-- START OF Supplied material --
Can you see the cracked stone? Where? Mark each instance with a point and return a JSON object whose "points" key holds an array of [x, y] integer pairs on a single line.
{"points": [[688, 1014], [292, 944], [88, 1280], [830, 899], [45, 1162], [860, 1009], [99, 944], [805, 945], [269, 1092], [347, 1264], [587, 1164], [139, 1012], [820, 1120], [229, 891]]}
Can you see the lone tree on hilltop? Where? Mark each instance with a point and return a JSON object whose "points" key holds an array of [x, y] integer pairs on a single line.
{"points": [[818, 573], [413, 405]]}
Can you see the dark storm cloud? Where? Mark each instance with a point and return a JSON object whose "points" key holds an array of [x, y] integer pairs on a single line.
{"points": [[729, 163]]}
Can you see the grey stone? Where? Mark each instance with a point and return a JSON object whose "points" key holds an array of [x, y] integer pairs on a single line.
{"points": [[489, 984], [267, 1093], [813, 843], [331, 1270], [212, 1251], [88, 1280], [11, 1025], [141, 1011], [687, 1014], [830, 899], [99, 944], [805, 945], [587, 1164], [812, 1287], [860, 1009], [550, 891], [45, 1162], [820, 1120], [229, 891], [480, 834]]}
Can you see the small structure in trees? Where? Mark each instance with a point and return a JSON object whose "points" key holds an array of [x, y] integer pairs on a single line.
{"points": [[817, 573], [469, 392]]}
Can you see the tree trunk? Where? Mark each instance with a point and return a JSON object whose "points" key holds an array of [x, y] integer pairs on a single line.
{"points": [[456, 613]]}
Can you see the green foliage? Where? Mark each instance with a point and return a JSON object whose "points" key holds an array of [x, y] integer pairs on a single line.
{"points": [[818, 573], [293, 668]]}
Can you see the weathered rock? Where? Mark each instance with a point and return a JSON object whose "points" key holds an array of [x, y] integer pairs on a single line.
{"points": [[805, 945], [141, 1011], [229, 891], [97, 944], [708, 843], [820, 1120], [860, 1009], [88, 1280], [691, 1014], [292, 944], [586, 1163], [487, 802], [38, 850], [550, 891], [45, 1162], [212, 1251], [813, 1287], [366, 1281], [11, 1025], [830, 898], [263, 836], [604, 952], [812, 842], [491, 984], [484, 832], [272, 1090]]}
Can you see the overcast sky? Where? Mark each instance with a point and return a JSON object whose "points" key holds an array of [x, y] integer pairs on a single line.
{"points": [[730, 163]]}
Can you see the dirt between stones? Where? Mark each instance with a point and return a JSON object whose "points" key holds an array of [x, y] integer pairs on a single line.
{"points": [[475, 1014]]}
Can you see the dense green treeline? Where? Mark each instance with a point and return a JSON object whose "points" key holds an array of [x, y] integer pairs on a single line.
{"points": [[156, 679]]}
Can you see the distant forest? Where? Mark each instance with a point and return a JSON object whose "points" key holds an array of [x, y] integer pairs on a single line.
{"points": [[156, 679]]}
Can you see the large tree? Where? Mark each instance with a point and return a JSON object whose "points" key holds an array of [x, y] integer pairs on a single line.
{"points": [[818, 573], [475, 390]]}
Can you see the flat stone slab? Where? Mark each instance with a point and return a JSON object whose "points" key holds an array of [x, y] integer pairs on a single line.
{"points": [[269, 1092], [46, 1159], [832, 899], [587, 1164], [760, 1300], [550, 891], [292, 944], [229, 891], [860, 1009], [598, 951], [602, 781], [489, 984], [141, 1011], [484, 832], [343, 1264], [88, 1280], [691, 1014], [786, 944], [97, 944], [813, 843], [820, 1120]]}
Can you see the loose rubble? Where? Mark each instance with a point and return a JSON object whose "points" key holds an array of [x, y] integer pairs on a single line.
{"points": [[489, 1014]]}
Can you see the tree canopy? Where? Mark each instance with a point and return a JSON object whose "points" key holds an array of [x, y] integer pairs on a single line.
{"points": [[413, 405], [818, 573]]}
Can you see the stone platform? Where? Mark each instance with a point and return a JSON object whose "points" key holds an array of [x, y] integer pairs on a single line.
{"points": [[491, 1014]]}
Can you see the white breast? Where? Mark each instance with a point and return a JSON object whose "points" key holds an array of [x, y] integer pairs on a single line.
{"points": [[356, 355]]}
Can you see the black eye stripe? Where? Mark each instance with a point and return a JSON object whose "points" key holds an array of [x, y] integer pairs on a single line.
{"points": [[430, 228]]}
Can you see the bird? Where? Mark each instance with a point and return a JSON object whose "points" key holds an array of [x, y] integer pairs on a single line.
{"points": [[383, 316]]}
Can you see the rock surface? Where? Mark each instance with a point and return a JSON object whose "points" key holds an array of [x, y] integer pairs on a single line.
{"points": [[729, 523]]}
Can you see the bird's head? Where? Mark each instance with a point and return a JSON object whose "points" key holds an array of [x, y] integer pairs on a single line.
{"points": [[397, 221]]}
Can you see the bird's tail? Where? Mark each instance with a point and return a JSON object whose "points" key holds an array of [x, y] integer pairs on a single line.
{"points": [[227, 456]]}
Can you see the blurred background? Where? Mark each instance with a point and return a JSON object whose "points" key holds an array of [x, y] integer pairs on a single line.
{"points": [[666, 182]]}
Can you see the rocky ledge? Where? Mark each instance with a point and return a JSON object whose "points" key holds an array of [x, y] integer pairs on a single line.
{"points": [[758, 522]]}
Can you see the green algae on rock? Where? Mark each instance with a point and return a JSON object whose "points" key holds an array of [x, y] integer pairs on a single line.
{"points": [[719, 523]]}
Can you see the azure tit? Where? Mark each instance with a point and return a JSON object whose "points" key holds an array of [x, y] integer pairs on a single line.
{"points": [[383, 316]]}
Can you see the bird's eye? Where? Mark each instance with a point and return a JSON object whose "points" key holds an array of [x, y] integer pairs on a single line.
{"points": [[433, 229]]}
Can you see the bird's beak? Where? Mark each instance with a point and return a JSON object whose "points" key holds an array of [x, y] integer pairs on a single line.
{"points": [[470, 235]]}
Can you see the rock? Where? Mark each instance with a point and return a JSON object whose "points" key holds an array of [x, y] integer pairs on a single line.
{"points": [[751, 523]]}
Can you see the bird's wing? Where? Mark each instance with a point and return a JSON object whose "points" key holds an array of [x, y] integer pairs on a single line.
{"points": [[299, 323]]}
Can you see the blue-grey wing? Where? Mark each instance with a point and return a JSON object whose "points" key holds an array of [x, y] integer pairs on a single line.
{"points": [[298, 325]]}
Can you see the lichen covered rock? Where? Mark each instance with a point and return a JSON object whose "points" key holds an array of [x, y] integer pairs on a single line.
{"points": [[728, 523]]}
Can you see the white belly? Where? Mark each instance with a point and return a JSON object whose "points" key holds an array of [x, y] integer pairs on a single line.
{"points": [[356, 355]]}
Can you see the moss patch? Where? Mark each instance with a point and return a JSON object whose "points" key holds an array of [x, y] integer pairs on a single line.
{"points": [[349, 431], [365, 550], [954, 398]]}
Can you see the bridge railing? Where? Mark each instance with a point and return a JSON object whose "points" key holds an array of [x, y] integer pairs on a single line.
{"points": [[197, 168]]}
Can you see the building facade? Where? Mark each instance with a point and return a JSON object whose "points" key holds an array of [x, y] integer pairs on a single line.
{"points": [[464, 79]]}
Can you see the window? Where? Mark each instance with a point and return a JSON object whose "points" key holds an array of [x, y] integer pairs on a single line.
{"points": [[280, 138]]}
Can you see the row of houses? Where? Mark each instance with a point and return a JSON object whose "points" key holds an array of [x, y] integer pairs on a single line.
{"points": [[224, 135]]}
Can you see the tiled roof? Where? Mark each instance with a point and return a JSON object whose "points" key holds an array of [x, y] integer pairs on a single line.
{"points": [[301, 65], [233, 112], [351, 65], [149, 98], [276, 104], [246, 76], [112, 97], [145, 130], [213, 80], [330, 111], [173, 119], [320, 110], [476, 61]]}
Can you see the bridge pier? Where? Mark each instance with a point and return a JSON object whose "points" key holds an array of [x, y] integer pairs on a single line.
-- END OF Supplied material --
◆ **Task details**
Repeat only the lines from the one holding "Can you see the lichen" through the last line of the data.

◆ **Reply**
Can you see the lichen covered rock? Where? Mark each instance with a point and return a JSON object whose "points" key holds an array of [x, y] integer pairs on a single line.
{"points": [[728, 523]]}
Can you see the white belly? Where? Mark each instance with a point and return a JSON object whose "points" key holds an array of [x, y] integer pairs on a single line.
{"points": [[356, 355]]}
Can you see the moss patch? Where? Mark each instance with a point and return a JSON object whose "points" key holds an array of [x, y] integer pairs on a single line.
{"points": [[349, 431], [365, 550], [954, 398]]}
Can you see the bridge railing? Where? Mark each instance with a point and return a JSON object whose "points" key holds an array of [x, y] integer pairs on a single line.
{"points": [[197, 168]]}
Can you see the building facade? Where? Mark each instance with a point and return a JSON object whose "points" key holds an array of [x, y] integer pairs on a single line.
{"points": [[464, 79]]}
Can you see the window? Where? Mark each instance with a point and return a JSON object whose "points" key holds an array of [x, y] integer pairs on a single line.
{"points": [[280, 138]]}
Can you see the row of houses? Where? Mark each instance with a point and return a JSON object whose "points" key holds an array of [x, y] integer pairs on a single line.
{"points": [[224, 135]]}
Can you see the tiled roof? Where? Mark each instance with a point and return a JSON object whose "points" key holds an array of [x, y] integer pairs on a single line.
{"points": [[301, 65], [233, 112], [351, 65], [149, 98], [276, 104], [246, 76], [112, 97], [145, 130], [213, 80], [330, 111], [173, 119], [320, 110], [476, 61]]}
Can you see the bridge pier? Where? Mark each instance with a point and return a JSON object whose "points" key holds an array of [x, y] integer pairs on a single line.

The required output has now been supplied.